Task details
Continue the biographical text on the Hong Kong tennis player Yu Hiu Tung, starting after its final sentence.

╭─ Text excerpt

Yu Hiu Tung (; born 5 February 1984) is a professional tennis player from Hong Kong.  The left-hander stands 1.72m and weighs 140 pounds.  Yu is a member of the Hong Kong Davis Cup team, compiling an 8-12 record in Davis Cup action since 2002.

Yu started playing tennis at age six. He quickly emerged as one of Hong Kong's most highly touted junior players. Highlights of his junior career include ascending to a #70 junior world ranking.

Yu reached his career-high ATP ranking of #910 in the world on 13 June 2005.  At the 2006 Asian Games, Yu won his first round singles match against Bhutan's Deepesh Chhetri, but lost in the second round to Taiwanese Wang Yeu-tzuoo.  In doubles, he and Wong Wing Luen lost to former World No.1s and eventual gold medalists Mahesh Bhupathi and Leander Paes.

╰─
╭─ Dataset entries

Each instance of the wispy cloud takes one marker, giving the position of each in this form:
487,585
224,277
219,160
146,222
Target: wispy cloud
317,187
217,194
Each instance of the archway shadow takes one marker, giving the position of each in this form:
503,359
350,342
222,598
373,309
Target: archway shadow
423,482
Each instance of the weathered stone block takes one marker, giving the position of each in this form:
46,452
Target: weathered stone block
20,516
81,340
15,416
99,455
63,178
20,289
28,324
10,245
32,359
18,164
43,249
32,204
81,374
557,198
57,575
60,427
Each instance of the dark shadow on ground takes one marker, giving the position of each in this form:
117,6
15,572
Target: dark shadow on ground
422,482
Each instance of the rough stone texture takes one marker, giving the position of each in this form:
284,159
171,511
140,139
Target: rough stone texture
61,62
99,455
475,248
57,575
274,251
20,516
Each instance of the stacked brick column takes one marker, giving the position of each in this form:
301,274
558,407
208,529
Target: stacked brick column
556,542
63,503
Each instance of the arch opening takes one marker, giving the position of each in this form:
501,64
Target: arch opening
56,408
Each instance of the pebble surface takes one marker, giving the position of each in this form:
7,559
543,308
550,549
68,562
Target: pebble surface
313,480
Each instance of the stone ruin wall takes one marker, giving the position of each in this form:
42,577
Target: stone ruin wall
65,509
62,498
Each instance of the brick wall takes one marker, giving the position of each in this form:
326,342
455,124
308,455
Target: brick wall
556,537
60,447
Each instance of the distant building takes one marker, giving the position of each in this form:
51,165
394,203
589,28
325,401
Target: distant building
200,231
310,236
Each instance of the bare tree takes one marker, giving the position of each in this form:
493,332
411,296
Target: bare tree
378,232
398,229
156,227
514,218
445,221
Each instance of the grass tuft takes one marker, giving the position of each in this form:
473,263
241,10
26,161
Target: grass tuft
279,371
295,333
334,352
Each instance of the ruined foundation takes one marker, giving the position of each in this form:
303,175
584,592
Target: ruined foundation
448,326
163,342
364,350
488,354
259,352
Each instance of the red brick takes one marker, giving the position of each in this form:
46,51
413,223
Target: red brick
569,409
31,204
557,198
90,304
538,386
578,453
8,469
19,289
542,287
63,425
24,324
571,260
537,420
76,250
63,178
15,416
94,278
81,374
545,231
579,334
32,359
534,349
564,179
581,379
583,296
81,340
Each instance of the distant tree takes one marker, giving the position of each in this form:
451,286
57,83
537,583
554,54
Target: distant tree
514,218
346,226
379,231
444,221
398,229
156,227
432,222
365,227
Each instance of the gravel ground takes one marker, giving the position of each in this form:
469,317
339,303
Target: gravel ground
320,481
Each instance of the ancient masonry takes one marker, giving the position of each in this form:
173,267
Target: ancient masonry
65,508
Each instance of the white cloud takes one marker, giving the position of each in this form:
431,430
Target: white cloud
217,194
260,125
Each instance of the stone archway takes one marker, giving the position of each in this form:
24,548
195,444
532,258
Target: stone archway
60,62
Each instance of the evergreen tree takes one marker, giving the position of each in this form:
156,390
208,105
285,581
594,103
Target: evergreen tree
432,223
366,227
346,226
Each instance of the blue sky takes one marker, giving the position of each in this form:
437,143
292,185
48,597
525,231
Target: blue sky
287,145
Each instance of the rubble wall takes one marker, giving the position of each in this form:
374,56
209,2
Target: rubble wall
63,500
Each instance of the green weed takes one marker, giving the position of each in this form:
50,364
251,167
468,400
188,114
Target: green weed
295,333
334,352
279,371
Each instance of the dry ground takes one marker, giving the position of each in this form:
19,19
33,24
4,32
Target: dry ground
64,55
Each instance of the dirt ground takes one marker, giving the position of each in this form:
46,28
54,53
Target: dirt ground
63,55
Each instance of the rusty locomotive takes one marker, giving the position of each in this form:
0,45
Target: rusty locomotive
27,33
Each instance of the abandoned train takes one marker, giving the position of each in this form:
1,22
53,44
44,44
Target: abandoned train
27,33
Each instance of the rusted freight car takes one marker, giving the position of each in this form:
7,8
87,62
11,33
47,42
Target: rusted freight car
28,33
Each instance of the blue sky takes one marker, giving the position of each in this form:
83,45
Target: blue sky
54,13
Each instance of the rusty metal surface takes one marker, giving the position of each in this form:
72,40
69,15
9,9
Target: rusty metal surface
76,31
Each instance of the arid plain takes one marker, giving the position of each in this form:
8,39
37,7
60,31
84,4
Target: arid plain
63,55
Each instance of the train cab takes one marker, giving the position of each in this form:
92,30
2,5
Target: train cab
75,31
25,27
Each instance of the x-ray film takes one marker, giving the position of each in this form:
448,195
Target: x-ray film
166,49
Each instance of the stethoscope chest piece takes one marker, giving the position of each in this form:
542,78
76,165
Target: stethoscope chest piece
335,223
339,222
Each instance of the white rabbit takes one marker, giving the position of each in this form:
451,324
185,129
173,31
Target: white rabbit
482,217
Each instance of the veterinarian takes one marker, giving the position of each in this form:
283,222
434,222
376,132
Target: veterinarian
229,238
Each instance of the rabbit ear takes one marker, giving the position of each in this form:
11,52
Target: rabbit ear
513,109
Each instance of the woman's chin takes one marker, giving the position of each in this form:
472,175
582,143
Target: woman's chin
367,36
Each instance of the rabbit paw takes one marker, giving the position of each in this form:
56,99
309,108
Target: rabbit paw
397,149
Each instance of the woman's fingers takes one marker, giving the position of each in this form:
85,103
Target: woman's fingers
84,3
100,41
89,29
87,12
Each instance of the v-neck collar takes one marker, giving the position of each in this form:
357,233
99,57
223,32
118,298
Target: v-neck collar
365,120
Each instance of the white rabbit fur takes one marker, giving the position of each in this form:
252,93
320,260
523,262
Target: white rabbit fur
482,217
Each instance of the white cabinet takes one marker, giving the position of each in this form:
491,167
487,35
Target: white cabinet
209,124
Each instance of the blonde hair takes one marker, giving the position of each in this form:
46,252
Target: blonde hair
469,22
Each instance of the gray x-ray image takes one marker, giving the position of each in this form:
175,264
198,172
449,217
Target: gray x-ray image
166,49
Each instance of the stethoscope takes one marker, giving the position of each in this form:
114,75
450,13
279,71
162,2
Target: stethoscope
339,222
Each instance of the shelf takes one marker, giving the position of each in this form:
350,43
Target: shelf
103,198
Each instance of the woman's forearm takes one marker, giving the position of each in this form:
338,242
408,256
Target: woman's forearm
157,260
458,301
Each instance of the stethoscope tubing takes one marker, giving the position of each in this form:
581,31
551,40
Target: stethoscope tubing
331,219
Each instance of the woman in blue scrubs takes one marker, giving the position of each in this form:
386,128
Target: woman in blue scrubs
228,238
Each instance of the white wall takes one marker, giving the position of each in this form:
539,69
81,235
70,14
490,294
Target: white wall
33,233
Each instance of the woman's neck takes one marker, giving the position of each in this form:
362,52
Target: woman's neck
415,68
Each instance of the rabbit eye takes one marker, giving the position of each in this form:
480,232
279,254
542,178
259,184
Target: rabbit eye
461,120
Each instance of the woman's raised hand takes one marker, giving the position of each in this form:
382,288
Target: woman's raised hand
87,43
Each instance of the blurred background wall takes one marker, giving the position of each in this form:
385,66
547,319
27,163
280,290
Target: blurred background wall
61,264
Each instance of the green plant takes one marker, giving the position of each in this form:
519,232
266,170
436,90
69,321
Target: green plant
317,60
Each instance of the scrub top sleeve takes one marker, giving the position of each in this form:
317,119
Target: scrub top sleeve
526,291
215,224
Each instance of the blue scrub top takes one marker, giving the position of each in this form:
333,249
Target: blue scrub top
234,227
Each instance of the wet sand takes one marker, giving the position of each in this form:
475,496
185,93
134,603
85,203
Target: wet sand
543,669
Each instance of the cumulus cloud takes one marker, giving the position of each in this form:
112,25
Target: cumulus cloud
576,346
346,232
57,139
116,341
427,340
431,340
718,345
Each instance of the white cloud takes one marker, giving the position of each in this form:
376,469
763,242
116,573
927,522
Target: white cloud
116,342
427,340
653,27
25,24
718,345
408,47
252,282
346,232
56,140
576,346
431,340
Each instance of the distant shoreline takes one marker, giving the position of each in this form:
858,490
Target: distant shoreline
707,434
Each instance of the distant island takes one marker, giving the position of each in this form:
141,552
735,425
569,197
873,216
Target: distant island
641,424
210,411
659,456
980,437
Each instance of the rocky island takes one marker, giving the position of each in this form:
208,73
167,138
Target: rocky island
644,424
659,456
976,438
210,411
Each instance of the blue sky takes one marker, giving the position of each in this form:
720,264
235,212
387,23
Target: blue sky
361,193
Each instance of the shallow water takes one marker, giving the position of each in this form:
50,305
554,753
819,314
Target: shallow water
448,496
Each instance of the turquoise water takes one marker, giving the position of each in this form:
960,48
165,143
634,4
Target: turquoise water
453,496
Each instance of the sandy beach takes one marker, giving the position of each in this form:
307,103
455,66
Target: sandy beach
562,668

╰─

Result below
In 2007, Yu gave up his professional tennis career, and began study towards an associate degree at HKU Space. He continues to play Davis Cup. On 2 May 2008, he was the 29th person to carry the olympic torch in the 2008 Olympics torch relay leg in Hong Kong.

ATP Challenger and ITF Futures finals

Doubles: 2 (1–1)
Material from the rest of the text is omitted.